**Data for the task**:
** start **

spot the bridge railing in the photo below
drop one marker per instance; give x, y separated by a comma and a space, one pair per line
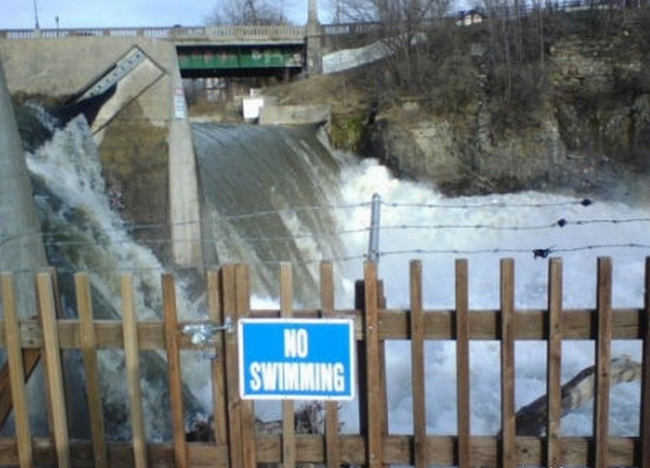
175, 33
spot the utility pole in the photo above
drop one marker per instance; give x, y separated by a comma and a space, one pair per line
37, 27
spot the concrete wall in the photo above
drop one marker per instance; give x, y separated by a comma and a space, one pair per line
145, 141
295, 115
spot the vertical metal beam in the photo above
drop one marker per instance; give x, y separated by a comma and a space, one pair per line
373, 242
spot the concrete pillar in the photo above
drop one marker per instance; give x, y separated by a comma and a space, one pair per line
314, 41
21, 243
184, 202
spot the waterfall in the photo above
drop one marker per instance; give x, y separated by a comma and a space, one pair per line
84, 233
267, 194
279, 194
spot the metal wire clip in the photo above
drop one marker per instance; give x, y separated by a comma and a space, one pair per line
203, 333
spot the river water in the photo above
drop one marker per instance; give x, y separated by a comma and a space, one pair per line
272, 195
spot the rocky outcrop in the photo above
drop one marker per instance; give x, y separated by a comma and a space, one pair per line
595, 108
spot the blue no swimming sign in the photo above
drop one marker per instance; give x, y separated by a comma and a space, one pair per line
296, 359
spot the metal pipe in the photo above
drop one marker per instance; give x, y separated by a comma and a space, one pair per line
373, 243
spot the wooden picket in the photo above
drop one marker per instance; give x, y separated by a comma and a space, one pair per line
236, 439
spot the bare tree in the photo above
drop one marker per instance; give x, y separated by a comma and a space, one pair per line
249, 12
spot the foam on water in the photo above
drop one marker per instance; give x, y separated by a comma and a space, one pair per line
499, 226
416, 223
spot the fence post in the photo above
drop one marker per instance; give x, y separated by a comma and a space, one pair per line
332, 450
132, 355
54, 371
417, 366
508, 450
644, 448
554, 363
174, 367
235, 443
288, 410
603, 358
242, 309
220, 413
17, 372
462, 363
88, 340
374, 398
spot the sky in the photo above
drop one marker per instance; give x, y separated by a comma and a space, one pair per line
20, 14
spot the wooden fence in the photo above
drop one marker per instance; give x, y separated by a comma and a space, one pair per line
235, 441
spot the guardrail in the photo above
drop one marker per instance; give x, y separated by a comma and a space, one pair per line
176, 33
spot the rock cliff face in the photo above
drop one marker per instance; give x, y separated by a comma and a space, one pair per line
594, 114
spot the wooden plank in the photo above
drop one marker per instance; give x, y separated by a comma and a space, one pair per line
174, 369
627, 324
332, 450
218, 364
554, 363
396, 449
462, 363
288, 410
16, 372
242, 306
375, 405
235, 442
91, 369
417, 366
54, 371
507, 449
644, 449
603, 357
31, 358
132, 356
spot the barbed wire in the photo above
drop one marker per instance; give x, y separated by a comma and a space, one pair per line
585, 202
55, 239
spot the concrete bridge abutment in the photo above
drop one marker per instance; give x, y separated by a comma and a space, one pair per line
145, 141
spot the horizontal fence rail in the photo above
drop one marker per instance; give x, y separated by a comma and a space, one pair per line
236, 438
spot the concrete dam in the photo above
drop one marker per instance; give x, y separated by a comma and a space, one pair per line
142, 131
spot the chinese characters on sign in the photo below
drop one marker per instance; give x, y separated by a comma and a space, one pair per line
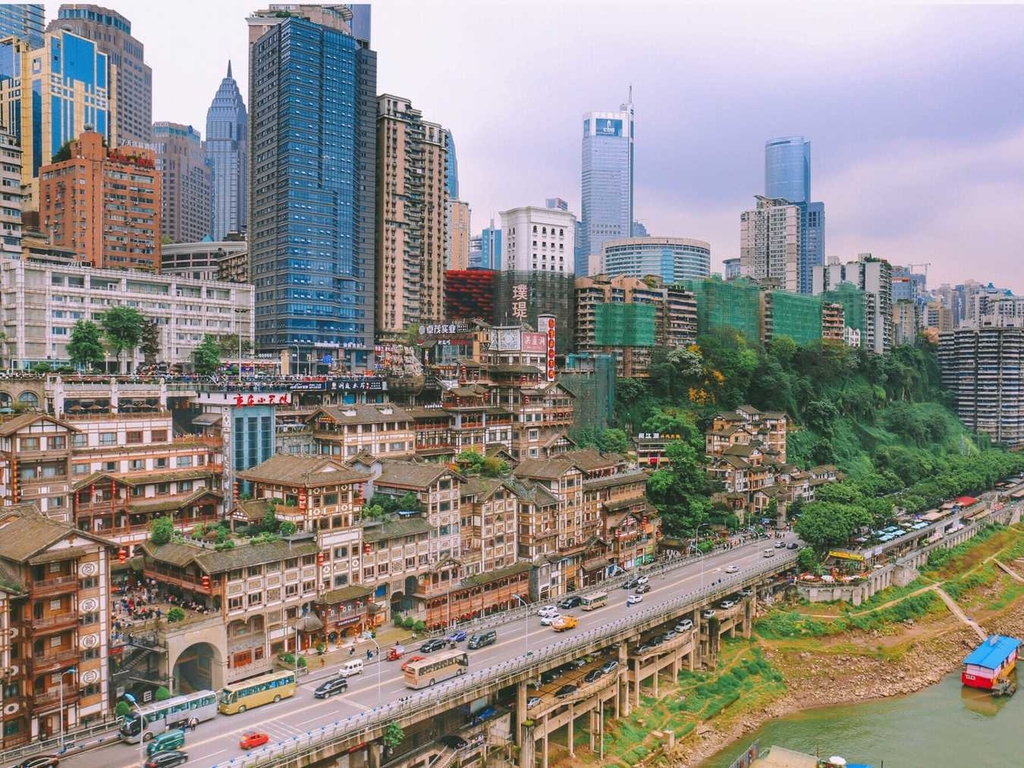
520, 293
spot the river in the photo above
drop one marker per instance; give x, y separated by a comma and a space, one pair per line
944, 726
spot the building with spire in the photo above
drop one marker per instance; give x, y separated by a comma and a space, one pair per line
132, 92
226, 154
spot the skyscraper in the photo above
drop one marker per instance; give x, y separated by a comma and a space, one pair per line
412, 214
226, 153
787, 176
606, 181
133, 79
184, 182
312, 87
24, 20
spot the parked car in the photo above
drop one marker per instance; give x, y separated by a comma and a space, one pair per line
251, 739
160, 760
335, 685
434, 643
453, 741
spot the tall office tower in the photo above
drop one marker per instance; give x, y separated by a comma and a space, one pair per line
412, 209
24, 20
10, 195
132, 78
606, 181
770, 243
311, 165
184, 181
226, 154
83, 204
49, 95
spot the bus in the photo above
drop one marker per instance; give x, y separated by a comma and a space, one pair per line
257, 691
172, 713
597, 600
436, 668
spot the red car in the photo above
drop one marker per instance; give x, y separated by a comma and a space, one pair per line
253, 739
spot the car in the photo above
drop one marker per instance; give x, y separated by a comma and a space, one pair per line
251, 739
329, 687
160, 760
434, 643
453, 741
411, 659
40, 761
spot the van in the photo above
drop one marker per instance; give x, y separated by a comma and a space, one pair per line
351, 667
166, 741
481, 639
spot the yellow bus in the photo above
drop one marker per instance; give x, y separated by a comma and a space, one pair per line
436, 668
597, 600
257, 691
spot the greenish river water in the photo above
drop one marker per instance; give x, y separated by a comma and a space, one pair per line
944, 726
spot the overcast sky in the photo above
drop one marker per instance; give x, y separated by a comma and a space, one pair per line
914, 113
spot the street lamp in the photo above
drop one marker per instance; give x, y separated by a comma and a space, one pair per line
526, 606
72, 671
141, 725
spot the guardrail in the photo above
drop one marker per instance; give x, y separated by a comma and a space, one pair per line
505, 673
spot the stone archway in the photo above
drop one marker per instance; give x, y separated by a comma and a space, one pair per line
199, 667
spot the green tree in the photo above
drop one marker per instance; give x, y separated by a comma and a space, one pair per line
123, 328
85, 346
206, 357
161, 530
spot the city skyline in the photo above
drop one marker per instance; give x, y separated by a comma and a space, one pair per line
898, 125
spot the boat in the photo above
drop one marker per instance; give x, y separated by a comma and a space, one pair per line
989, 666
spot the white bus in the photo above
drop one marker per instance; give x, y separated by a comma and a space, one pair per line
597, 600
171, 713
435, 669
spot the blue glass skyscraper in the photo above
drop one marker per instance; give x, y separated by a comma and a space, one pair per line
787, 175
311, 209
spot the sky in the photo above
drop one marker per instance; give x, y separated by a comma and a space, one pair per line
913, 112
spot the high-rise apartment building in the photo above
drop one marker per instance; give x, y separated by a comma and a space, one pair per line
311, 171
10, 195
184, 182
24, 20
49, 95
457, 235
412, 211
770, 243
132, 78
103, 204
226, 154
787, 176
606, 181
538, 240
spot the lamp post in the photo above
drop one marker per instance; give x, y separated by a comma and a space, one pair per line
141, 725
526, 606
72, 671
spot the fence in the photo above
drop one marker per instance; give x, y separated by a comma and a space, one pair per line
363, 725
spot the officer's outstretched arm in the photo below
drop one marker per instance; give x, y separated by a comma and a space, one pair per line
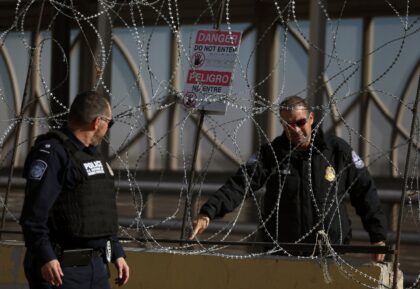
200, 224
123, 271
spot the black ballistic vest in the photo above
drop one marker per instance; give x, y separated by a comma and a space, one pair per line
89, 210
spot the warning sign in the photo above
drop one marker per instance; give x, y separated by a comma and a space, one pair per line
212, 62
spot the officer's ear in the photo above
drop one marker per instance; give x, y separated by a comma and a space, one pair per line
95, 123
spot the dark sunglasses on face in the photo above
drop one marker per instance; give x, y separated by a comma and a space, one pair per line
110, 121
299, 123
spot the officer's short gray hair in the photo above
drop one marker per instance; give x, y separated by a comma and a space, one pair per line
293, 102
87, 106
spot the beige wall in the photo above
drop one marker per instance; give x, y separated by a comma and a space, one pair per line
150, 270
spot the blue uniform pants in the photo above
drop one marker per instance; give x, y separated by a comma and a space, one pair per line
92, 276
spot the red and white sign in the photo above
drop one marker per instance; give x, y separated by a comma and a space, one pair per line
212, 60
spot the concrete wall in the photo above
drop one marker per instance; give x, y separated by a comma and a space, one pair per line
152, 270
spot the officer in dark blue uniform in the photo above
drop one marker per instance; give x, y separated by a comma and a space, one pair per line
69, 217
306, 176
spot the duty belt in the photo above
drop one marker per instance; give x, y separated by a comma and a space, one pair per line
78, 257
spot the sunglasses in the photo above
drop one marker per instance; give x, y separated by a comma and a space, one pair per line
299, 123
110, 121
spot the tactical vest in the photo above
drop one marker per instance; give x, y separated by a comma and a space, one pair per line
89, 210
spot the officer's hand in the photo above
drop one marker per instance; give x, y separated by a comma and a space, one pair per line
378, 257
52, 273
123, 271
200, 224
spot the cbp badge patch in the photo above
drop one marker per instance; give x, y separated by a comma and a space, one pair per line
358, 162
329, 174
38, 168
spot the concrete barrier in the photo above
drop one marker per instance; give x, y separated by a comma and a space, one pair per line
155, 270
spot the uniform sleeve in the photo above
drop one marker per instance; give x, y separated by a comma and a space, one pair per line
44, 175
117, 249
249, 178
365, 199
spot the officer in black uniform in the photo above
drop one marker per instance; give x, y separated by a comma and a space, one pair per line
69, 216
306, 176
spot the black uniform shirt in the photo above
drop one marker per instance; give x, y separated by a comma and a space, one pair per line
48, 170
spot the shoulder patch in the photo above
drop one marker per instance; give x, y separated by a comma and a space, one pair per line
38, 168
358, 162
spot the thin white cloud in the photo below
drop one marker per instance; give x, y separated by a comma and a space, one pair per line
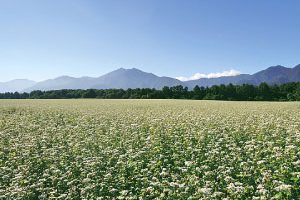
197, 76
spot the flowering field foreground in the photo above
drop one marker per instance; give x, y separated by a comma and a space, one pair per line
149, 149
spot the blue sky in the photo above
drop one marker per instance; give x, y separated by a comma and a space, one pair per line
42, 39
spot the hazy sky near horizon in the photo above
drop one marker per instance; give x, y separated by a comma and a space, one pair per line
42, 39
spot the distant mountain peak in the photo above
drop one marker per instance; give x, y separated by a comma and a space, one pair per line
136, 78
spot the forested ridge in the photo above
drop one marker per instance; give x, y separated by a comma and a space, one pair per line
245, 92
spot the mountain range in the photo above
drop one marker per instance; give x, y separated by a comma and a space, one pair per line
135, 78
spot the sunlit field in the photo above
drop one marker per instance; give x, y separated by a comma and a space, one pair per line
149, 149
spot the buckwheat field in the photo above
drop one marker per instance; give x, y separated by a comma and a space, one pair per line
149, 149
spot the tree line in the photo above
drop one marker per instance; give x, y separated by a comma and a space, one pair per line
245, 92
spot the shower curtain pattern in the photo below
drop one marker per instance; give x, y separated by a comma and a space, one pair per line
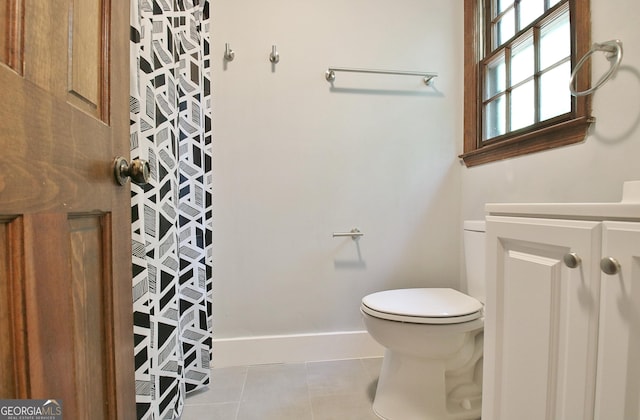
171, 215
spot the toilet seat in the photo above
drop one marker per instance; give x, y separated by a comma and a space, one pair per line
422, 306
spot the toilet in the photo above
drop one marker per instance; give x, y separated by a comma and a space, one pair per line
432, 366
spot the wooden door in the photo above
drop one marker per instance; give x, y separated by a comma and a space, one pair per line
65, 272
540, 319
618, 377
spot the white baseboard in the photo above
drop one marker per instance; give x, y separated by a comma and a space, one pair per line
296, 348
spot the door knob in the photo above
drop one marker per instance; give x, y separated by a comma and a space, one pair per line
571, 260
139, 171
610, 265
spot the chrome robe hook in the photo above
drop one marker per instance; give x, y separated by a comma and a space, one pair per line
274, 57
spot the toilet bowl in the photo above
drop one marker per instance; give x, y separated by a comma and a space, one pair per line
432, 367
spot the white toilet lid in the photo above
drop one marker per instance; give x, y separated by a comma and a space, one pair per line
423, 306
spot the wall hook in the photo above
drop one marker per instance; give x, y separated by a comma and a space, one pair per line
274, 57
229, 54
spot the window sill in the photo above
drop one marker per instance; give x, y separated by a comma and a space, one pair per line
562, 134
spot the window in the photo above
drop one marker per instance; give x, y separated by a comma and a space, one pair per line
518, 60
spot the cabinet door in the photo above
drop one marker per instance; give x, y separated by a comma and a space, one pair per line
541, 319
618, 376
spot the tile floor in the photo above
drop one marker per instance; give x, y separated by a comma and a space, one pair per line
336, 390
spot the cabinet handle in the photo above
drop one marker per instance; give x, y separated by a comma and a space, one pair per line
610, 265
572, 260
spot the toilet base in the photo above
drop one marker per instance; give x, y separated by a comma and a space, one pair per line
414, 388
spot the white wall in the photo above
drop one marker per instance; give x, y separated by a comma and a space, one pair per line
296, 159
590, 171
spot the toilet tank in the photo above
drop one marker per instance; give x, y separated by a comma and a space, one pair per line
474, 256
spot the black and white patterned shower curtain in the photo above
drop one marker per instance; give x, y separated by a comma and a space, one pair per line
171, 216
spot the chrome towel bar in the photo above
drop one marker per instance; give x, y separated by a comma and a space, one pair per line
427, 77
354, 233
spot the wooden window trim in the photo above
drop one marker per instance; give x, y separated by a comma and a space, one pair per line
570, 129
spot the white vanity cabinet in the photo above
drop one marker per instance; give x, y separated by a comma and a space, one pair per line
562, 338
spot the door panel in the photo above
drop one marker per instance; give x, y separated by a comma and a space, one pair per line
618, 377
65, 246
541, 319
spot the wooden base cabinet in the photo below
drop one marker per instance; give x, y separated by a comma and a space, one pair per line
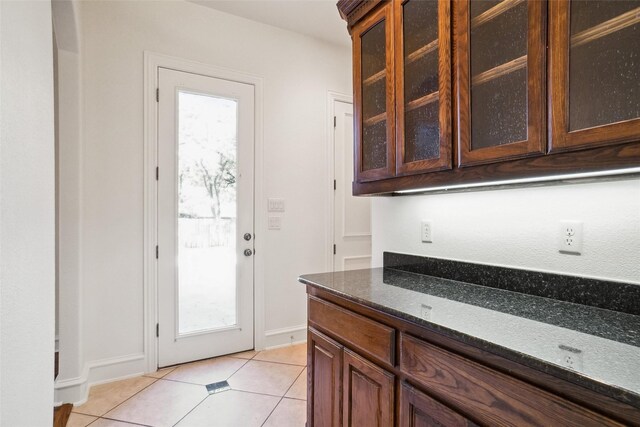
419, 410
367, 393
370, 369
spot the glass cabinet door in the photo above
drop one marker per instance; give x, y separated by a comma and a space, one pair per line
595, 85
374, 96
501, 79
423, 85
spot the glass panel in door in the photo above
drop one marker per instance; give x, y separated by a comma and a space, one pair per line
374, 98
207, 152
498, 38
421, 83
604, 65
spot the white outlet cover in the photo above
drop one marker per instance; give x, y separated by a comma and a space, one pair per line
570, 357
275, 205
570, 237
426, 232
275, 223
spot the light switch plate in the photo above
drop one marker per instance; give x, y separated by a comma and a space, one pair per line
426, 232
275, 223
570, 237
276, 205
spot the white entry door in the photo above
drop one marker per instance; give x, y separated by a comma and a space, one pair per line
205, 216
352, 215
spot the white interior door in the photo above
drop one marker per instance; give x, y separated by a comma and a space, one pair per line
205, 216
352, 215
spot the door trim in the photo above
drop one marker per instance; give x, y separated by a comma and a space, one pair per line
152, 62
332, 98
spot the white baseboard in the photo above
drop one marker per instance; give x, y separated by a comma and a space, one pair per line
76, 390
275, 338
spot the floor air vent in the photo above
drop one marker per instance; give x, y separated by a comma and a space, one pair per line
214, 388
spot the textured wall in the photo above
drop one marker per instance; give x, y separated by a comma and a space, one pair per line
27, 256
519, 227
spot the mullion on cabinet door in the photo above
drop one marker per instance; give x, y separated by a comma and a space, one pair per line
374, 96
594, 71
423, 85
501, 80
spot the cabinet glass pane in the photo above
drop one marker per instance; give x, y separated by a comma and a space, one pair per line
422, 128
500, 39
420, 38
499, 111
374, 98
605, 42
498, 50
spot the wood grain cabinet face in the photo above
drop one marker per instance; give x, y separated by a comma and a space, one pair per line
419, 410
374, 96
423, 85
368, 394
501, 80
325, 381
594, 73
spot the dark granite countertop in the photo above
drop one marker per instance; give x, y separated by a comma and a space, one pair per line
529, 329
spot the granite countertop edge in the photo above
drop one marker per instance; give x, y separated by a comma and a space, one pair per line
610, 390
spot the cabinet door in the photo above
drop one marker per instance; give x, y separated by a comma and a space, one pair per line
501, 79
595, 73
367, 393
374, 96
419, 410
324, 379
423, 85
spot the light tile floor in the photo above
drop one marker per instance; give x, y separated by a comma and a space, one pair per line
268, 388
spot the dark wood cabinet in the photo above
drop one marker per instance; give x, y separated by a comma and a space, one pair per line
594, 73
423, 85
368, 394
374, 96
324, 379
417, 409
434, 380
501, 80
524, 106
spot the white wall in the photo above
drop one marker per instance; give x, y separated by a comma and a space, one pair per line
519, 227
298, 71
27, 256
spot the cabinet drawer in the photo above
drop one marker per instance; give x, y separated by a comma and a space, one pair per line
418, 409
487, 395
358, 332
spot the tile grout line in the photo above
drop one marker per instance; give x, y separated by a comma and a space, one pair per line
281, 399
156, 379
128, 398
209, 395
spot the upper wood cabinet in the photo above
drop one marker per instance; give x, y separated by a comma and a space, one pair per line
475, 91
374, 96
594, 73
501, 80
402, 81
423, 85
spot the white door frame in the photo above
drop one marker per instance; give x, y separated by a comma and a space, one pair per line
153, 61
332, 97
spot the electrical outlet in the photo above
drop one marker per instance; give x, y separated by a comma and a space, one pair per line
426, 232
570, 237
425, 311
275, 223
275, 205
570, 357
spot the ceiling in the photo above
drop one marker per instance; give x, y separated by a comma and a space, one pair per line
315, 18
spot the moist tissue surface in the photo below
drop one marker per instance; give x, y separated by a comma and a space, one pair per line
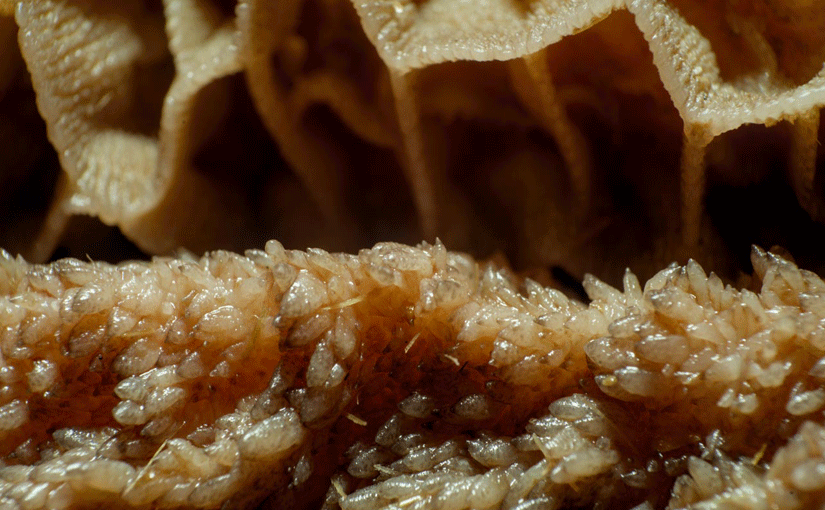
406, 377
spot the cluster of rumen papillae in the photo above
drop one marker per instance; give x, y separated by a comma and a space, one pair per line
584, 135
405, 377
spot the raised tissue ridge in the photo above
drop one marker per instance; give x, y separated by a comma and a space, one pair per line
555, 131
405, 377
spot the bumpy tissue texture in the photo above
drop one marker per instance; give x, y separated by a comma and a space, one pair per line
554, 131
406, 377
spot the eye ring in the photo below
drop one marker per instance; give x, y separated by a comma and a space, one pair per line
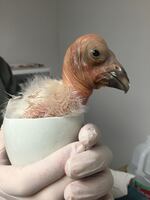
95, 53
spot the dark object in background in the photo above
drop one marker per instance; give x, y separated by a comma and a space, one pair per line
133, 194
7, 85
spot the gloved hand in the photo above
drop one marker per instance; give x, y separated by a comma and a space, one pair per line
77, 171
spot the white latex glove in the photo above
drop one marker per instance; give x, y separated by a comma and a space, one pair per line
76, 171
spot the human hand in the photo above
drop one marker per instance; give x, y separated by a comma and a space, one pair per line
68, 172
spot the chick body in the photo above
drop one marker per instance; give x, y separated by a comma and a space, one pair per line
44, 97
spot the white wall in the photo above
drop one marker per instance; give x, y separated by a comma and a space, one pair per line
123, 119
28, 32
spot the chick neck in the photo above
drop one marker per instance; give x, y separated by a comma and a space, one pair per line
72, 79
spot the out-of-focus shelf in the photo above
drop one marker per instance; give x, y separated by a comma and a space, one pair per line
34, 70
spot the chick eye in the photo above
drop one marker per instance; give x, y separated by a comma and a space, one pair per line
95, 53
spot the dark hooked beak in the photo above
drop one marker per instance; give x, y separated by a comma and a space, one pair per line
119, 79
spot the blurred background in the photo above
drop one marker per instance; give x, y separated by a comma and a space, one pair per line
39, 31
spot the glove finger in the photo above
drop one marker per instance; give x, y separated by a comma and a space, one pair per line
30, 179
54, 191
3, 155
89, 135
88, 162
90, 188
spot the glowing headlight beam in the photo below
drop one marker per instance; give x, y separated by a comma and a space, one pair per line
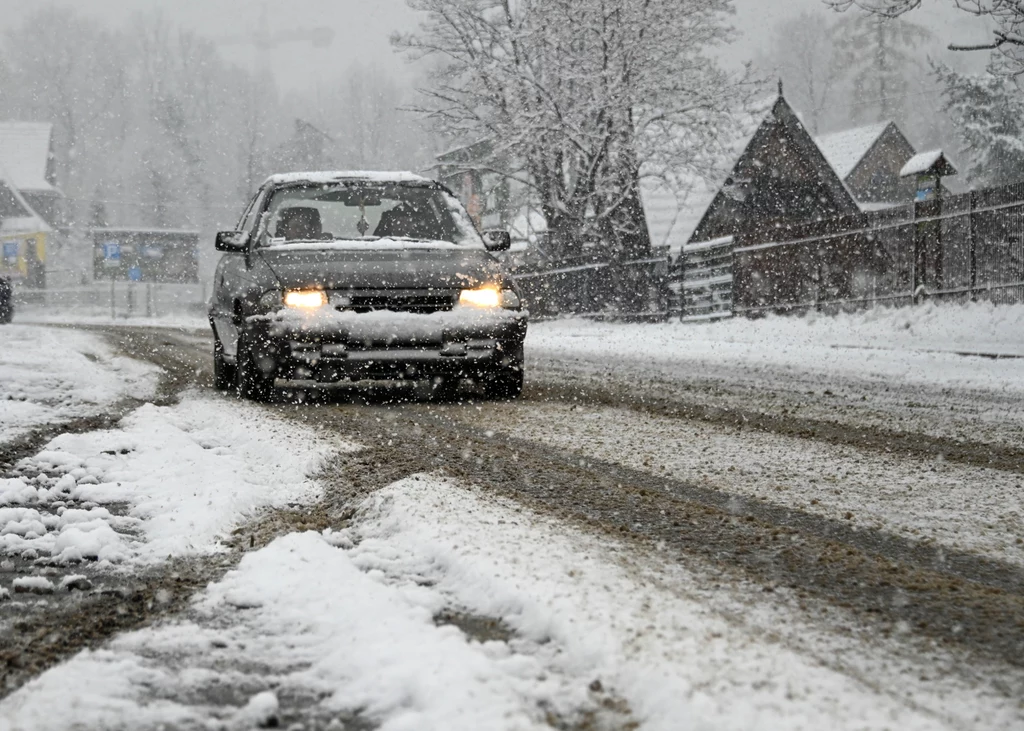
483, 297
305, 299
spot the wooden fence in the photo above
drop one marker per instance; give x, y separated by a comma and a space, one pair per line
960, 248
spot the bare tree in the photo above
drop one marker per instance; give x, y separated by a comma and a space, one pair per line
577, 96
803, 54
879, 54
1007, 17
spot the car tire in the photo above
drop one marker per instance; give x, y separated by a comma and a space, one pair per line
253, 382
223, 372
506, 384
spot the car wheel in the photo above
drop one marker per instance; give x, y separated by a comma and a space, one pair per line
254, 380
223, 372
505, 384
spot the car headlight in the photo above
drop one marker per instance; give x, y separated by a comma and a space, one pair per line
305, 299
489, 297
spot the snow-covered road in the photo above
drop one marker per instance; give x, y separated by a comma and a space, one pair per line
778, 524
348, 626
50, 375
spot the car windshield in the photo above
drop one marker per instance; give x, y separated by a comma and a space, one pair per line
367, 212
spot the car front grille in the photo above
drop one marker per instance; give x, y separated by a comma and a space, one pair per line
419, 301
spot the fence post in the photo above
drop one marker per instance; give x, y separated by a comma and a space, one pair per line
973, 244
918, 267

** end **

**Problem statement**: Write out, unchanged, everything in the listing above from the line containing "spot the car windshield in the photo above" down to the final line.

**Answer**:
spot the car windshield in the photo above
drop one marker per instance; give x, y separated by a comma and a space, one pair per line
367, 212
spot the car front grille in the photo above
drop one marker per instance; give x, y separated by a comma and a space, one pair per line
419, 301
spot the fence post in the photo above
drop one marker per instance; give x, y separated by a comma and a space, one pair per line
973, 244
918, 267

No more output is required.